Supplied data:

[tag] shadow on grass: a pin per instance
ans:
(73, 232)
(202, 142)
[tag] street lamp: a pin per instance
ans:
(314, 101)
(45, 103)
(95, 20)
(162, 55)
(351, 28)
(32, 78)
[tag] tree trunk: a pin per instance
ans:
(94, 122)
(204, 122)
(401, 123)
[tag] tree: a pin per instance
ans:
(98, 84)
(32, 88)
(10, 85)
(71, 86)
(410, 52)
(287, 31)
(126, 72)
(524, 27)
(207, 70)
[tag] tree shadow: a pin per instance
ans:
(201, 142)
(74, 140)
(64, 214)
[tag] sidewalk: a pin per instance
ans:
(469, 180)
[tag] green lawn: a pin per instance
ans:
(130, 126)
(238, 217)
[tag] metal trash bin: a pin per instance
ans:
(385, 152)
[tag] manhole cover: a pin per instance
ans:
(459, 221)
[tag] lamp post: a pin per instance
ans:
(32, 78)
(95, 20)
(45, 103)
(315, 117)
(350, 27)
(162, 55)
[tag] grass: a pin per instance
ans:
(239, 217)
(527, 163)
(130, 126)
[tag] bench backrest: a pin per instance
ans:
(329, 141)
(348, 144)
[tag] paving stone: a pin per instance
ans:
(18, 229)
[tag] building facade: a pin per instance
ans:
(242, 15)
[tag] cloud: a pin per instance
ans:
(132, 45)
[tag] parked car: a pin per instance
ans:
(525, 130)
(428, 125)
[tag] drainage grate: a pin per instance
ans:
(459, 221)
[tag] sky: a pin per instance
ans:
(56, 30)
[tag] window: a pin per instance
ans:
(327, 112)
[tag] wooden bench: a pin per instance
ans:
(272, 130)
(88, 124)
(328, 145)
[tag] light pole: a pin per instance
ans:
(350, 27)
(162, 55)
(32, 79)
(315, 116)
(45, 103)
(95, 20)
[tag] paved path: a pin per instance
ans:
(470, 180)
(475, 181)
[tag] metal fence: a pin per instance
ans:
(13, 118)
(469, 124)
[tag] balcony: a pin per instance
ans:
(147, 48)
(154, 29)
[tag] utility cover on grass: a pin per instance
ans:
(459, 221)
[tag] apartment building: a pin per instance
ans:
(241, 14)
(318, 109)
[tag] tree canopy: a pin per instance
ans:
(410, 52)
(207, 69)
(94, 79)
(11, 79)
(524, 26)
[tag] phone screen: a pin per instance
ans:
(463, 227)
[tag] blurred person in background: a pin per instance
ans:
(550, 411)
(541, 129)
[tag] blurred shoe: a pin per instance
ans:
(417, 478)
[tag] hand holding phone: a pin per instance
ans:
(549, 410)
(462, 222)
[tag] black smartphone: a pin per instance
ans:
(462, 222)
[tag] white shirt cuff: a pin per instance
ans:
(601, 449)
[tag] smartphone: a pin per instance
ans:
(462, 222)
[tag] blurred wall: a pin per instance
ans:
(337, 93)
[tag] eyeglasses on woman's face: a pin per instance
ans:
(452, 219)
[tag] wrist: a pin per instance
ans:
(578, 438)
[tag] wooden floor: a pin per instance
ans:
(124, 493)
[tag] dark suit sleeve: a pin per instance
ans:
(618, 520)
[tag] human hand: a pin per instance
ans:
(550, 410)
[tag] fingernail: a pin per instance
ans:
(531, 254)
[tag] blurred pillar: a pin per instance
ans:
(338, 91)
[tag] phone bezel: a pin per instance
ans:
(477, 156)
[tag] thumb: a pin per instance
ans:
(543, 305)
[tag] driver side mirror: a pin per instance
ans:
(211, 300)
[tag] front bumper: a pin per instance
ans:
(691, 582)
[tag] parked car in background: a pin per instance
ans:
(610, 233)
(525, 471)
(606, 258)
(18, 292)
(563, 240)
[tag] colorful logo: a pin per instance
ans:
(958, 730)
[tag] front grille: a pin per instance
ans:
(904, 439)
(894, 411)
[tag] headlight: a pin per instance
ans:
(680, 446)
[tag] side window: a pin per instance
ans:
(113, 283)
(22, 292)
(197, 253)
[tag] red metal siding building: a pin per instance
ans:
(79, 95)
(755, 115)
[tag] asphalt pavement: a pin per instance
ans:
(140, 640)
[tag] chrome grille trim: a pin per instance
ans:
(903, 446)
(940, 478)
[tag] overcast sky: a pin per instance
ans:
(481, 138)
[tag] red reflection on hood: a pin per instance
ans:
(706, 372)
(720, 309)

Problem to solve: The response should consist of the entries, retyped exactly and in full.

Answer space:
[tag] shadow on grass: a pin per instance
ans:
(73, 232)
(202, 142)
[tag] street lamp: a pin per instance
ans:
(314, 101)
(45, 103)
(95, 20)
(162, 55)
(351, 28)
(32, 78)
[tag] tree trunk: a pin per instance
ans:
(94, 122)
(204, 122)
(401, 123)
[tag] tree: a pin per instance
ans:
(98, 84)
(32, 88)
(10, 85)
(71, 86)
(410, 52)
(287, 31)
(126, 72)
(524, 27)
(207, 70)
[tag] tree shadow: a pin per instance
ans:
(201, 142)
(74, 140)
(64, 214)
[tag] sidewalk: a pin per instance
ans:
(469, 180)
[tag] green lawn: a pin per instance
ans:
(130, 126)
(238, 217)
[tag] metal trash bin: a pin per instance
ans:
(385, 152)
[tag] manhole cover: a pin per instance
ans:
(459, 221)
[tag] lamp post: a pin per instance
ans:
(32, 78)
(95, 20)
(45, 103)
(315, 117)
(350, 27)
(162, 55)
[tag] grass: a pin per instance
ans:
(239, 217)
(527, 163)
(130, 126)
[tag] bench backrest: a pin per instance
ans:
(329, 141)
(348, 144)
[tag] paving stone: a pin per instance
ans:
(18, 229)
[tag] building facade: a pin per instance
ans:
(242, 15)
[tag] cloud: a pin per instance
ans:
(132, 45)
[tag] parked car: a pin per instance
ans:
(525, 130)
(428, 125)
[tag] drainage grate: a pin per instance
ans:
(459, 221)
[tag] sky: a pin per instance
ans:
(56, 30)
[tag] window: a pin per instance
ans:
(327, 112)
[tag] wooden bench: a pin per instance
ans:
(272, 130)
(88, 124)
(328, 145)
[tag] light pole: a pin per instance
ans:
(350, 27)
(162, 55)
(32, 79)
(315, 116)
(45, 103)
(95, 20)
[tag] paved path: a pin per instance
ans:
(470, 180)
(475, 181)
[tag] metal fence: a pin per instance
ans:
(13, 118)
(469, 124)
[tag] balcony: a pin per instance
ans:
(147, 48)
(154, 29)
[tag] utility cover on grass: a pin per instance
ans:
(459, 221)
[tag] apartment building: a pin per instance
ans:
(241, 14)
(318, 109)
[tag] tree canopy: a pin per instance
ans:
(410, 52)
(207, 69)
(94, 79)
(11, 79)
(524, 26)
[tag] phone screen: a pin per instance
ans:
(463, 227)
[tag] blurred person in background: a pin per instance
ans:
(550, 411)
(541, 129)
[tag] blurred shoe: a pin per instance
ans:
(417, 478)
[tag] hand holding phone: a pin per instance
ans:
(549, 410)
(462, 222)
[tag] black smartphone: a pin per instance
ans:
(462, 222)
[tag] white shirt cuff: a pin per instance
ans:
(601, 449)
[tag] smartphone: a pin per instance
ans:
(462, 222)
[tag] blurred wall: a pin per instance
ans:
(337, 93)
[tag] eyeglasses on woman's face: a pin per instance
ans:
(452, 219)
[tag] wrist: a pin per instance
ans:
(578, 438)
[tag] wooden floor: a pin per instance
ans:
(124, 493)
[tag] dark suit sleeve: a pin per instance
ans:
(618, 520)
[tag] human hand: a pin per instance
ans:
(550, 410)
[tag] fingernail: a pin per instance
ans:
(531, 254)
[tag] blurred pillar: a pin per instance
ans:
(338, 91)
[tag] phone bezel: a pin per instance
ans:
(477, 156)
[tag] thumb: a pin per instance
ans:
(543, 305)
[tag] driver side mirror: a pin per instance
ans:
(211, 300)
[tag] front bumper: a pin per instance
ans:
(691, 582)
[tag] parked car in background: a pin per instance
ans:
(610, 233)
(525, 471)
(606, 258)
(18, 292)
(563, 240)
[tag] colorful logo: a pin per instance
ans:
(958, 730)
[tag] front grille: a pin per instance
ans:
(904, 439)
(894, 411)
[tag] headlight: a pin per instance
ans:
(680, 446)
[tag] side window: a pin per instance
ans:
(113, 283)
(22, 292)
(197, 253)
[tag] red metal siding building: a pin per instance
ans:
(79, 95)
(755, 115)
[tag] asphalt pavement: a pin per instance
ans:
(140, 640)
[tag] chrome grille trim: a pin per instance
ans:
(903, 446)
(940, 478)
[tag] overcast sky: a pin per instance
ans:
(481, 138)
[tag] red reflection on hood: a pin per instance
ans:
(706, 372)
(720, 309)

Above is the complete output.